**TASK DESCRIPTION**
Repeat the entire listing exactly. Omit all pictures.

**EXTRACTED ENTRIES**
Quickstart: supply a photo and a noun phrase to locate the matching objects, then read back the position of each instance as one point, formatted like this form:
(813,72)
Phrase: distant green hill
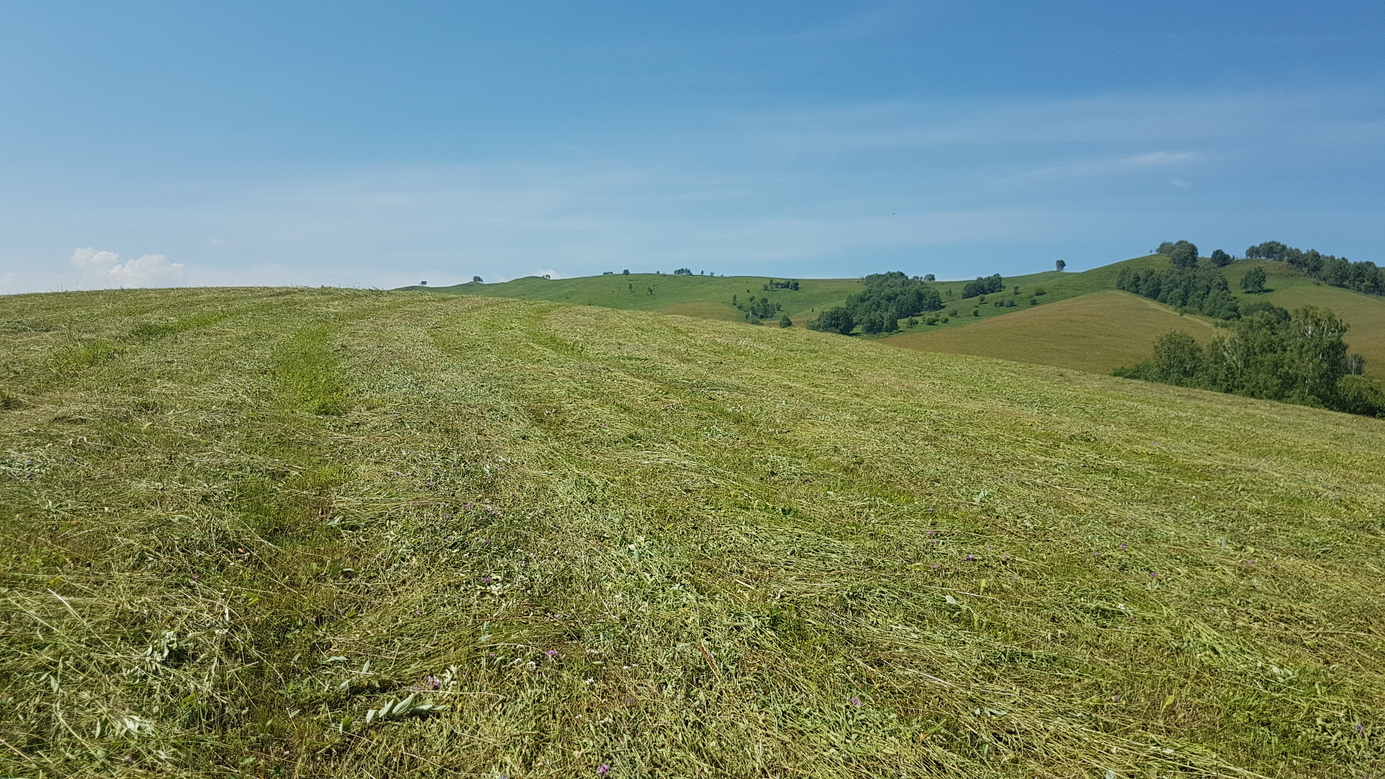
(344,532)
(707,297)
(1096,334)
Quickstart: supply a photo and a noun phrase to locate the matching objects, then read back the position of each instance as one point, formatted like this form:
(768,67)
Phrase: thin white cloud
(94,259)
(104,269)
(1114,165)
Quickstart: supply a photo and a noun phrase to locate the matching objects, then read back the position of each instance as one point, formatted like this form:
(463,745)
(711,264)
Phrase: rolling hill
(309,532)
(1098,333)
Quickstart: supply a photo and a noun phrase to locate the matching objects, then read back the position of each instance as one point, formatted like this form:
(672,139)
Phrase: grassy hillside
(1291,289)
(707,297)
(377,534)
(1098,333)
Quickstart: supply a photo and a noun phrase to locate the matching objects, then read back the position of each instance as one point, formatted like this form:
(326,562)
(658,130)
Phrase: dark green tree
(1254,280)
(1183,255)
(834,320)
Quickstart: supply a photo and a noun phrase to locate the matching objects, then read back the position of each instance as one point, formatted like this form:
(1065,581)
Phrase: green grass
(1097,331)
(1097,334)
(544,538)
(1290,289)
(707,297)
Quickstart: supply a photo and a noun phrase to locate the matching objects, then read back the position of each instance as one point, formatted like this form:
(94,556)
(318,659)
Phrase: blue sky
(381,144)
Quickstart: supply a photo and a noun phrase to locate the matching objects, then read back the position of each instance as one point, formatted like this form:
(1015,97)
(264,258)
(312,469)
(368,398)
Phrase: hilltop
(345,532)
(1094,330)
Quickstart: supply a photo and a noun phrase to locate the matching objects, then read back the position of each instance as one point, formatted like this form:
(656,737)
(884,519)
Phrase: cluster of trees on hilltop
(1270,354)
(1334,270)
(984,286)
(756,309)
(1198,290)
(888,298)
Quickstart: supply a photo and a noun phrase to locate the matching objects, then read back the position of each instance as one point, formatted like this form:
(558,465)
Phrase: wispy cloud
(1115,165)
(105,269)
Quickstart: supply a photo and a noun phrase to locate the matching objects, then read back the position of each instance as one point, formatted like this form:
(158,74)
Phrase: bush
(834,320)
(1254,280)
(1360,395)
(984,286)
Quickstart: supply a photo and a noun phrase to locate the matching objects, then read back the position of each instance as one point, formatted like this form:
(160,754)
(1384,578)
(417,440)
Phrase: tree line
(1198,290)
(1334,270)
(1270,354)
(888,298)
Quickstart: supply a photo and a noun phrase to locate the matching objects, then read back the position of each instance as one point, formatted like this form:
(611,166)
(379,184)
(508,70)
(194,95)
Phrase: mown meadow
(323,532)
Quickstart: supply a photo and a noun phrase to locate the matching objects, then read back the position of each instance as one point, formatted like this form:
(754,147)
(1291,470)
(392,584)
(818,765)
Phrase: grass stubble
(310,532)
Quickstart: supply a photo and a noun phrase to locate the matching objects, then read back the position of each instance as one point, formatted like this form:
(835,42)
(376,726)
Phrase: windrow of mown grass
(395,534)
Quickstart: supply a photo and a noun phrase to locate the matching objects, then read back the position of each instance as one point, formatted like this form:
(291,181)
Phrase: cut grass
(547,538)
(1097,333)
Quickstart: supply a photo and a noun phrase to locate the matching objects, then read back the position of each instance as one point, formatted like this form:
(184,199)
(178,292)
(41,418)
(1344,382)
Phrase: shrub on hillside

**THE ANSWER**
Quickstart: supply a photo and a noun phrase to locate the matching objects, then read back the position of each instance as one point, formatted like this form:
(813,72)
Phrase: distant green hill
(344,532)
(707,297)
(1096,334)
Quickstart: supply a photo and a noun phrase to locate the matching objects, then read back the position of each instance as one point, formatted like this form:
(768,67)
Phrase: thin white cloud
(94,259)
(104,269)
(1114,165)
Quickstart: supply a photo and a noun phrase to locate the matching objects, then read back the position of each instance as one point, formatted like this form:
(463,745)
(711,264)
Phrase: rolling hill
(309,532)
(1098,333)
Quickstart: supply a photo and a noun phrase to locate the matching objects, then read back the position of each instance as one point, formatted like this form:
(672,139)
Phrase: grassy hillside
(1291,289)
(707,297)
(377,534)
(1098,333)
Quickstart: supply a photo and a noun phrase to locate the matching objects, then read back the position of each instance as one point, formatted like this form:
(326,562)
(658,130)
Phrase: dark green tree
(1254,280)
(1183,255)
(834,320)
Quickstart: supply a photo and a noun phrase to locate the matching objects, then read back the position of each instance as one point, formatted like this form:
(1065,581)
Phrase: green grass
(1097,331)
(1097,334)
(544,538)
(1290,289)
(707,297)
Quickstart: supply a photo and a noun phrase to locate the matching objects, then read back the position of each instance as one point, formatted like this form:
(94,556)
(318,659)
Phrase: blue sky
(381,144)
Quickstart: supply a photo and a noun phrase to locate the matching objects, then read back the position of each instance as one point, formatted like this form:
(1015,97)
(264,258)
(312,469)
(368,398)
Phrase: hilltop
(345,532)
(1094,330)
Quickstart: supply a photo and a noun phrase to locate the matching objects, then read back the position of each instance as one point, formatted like this form:
(656,737)
(884,519)
Phrase: cluster of trees on hilltop
(1270,354)
(1334,270)
(984,286)
(756,309)
(1198,290)
(888,298)
Quickstart: supply a photo and a noun phrase to locate the matching objects, then read back the position of each instance as one point, formatted like this form:
(558,465)
Phrase: wispy cloud
(1115,165)
(105,269)
Quickstart: supply a photo and a noun phrase to locate the matching objects, then read back the position of each instance as one point, formatted like this form:
(158,74)
Phrase: bush
(834,320)
(1254,280)
(1360,395)
(984,286)
Quickstart: supply a photo and a noun phrase to locate the matching objects, then read back the position of each instance as one point, formatted like this form:
(160,754)
(1384,578)
(417,440)
Phrase: tree line
(1198,290)
(1334,270)
(1270,354)
(888,298)
Quickstart: supply a photo and a noun phrase to locate the matching objects, then read back the position of each instance as one point, formatted like this form:
(611,166)
(379,184)
(508,70)
(194,95)
Phrase: mown meadow
(323,532)
Quickstart: supply a photo and a noun phrase to locate the matching objects, then read back the position of each instance as one point, formatted like this form:
(754,147)
(1291,470)
(392,584)
(818,765)
Phrase: grass stubble
(310,532)
Quickstart: supply a photo and a noun phrase to locate the matching objects, then read back the position of each instance as one point, formatted like this form:
(835,42)
(376,726)
Phrase: windrow of mown grass
(395,534)
Quickstart: supply a photo and a noun phrase to locate the matching objects, then read back the position of each instance as one point, formatted like this form:
(291,181)
Phrase: cut grass
(547,538)
(1097,333)
Quickstart: supply a photo and a noun phrase to locate the matching objects, then read back the position of each instance as one point, formatted like this form:
(184,199)
(178,292)
(41,418)
(1344,382)
Phrase: shrub on hillside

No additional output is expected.